• **FRAGMENTO CITADO**:
Anda Cecilia Bartoli haciendo el Orfeo y Eurídice de Gluck en una gira por España: espero escucharla el sábado en el Teatro de la Maestranza. Se trae una edición rara de la partitura, la de Parma de 1769. Tan rara, que no he encontrado ninguna grabación de ella.
La que a mí más
me gusta es la original de Viena de 1762. Breve, despojada y directa al grano.
Reforma operística pura. Funciona de maravilla y es la que más se graba
últimamente. La de Parma, al parecer, estaba pensada para un castrato soprano,
así que se adaptará mejor a los medios actuales de una Bartoli que debe de
haber perdido registro grave. La de París de 1774, ideada para tenor, añade
mucha música nueva y maravillosa, al tiempo que pierde coherencia y unidad
dramática. Está muy bien el arreglo de 1859 preparado por Berlioz para Pauline
Viardot, que se puede hacer tanto en francés como en italiano. Finalmente
están las infinitas variantes que el director de turno desee proponer cogiendo
de aquí y de allá, que es lo que se acostumbraba a hacer hasta no hace mucho.
A partir de
aquí, hay muchas posibilidades interpretativas, incluyendo una con barítono que
confieso desconocer. La verdad es que un servidor disfruta con todas ellas, aunque
voy a confesar mis preferencias: la edición de Viena me gusta más en versión
rigurosamente historicista, con continuo abundante y cantada por contratenor, mientras
que para las diferentes “versiones largas” me quedo con la voz de mezzo e
instrumentos modernos.
Lo que viene a
continuación no es una discografía comparada, porque son pocas las grabaciones
que se comentan. Menos aún es un estudio de la evolución interpretativa de la ópera.
Se trata simplemente de ordenar mis notas para que el interesado por acercarse a
esta genial creación tenga algunas ideas de por dónde meterle mano.
Comenzamos el
recorrido, que seguirá un orden cronológico, con el registro de Sir Georg
Solti al frente de las huestes del Covent Garden de Londres, buena
grabación realizada por Decca en 1969 que posee unas voces para caerse de espaldas.
Pocas veces se ha escuchado una intérprete femenina tan adecuada para papeles
masculinos como la de Marilyn Horne. ¡Qué pasta vocal la de esta señora!
A la absoluta suntuosidad del instrumento se añade una técnica belcantista de
primerísimo orden –justo la que le permitió triunfar en Rossini–, un
fraseo cuya enorme intensidad no atenta en modo alguno contra el equilibrio
clásico y una sutileza para los matices digna de la mayor admiración. Junto a
ella se encuentra otro instrumento supremo, el de una Pilar Lorengar que,
siendo lírica pura y haciendo gala de una expresividad muy carnal, perfila la
Eurídice menos frágil y más atractiva que uno se pueda imaginar. Junto a ellas,
el Amore de nada menos que Helen Donath.
¿Y Sir Georg?

• **INSTRUCCIONES DE TRABAJO**:
**1.** Enumera todas las versiones de la partitura que el texto sobre Orfeo y Eurídice menciona acompañadas de un año concreto.
**2.** Prosigue el texto sobre Orfeo y Eurídice a partir de su última frase, «¿Y Sir Georg?».
El listado que aparece a continuación es material independiente del texto sobre Orfeo y Eurídice.

• **DATOS SIN PROCESAR**:
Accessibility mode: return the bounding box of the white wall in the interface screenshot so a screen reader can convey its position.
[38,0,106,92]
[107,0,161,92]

• **RESPUESTAS POR TAREA**:
**1.**
- La edición original de Viena de 1762
- La edición de Parma de 1769
- La versión de París de 1774
- El arreglo de Berlioz para Pauline Viardot de 1859

**2.**
Pues fatal en el primer acto: plúmbeo y fuera de estilo. Semejantes tempi y articulación
no le sientan nada bien a Gluck. Busca el pathos y consigue pesadez. Pero hete
aquí que llegan las furias, Solti despierta y el nivel interpretativo sube de
manera fulgurante. Aquí está el maestro incisivo, vibrante y profundamente
teatral, el de las descargas de electricidad y la inmediatez expresiva bajo el
más absoluto control. Su danza de las furias –ya saben, cortada y pegada por el
propio Gluck de su maravilloso ballet Don Juan– es una de las cosas más
grandes que le he escuchado a este director en el campo operístico, que ya es
decir. Las danzas del Elíseo son lentas, pero de ellas sí que consigue extraer poesía,
justo como hace en un tercer acto que arranca –cosa bien difícil, aunque
Gardiner lo conseguirá– con enorme ímpetu teatral. Luego solo hay reparos para
el fundamental Ché faró senza Euridice, que la batuta lleva de manera
algo prosaica.
Al año 1982
corresponde la filmación en DVD que procede del Festival de Glyndebourne. Al
frente de la Filarmónica de Londres, Raymond Leppard sigue en
italiano la versión de Berlioz. El norteamericano dirige con tensión, vuelo
lírico y efusividad dentro de criterios por completo tradicionales. Sus
lentitudes no son las de Solti: lo serán en minutaje, pero no en pulso interno
en lo que al primer acto se refiere. En el segundo, eso sí, Solti resulta preferible.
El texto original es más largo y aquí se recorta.